:: INFORMATION SUPPLIED ::

-=-=-=-=-

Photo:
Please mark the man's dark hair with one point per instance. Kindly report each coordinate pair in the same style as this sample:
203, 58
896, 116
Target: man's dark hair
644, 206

-=-=-=-=-

:: WHAT YOU ARE ASKED TO DO ::
Rewrite the material above, substituting "black" for every occurrence of "dark" and leaving everything else unchanged.

:: EXERCISE SOLUTION ::
Photo:
Please mark the man's black hair with one point per instance. Kindly report each coordinate pair in the same style as this sample:
203, 58
896, 116
Target: man's black hair
644, 206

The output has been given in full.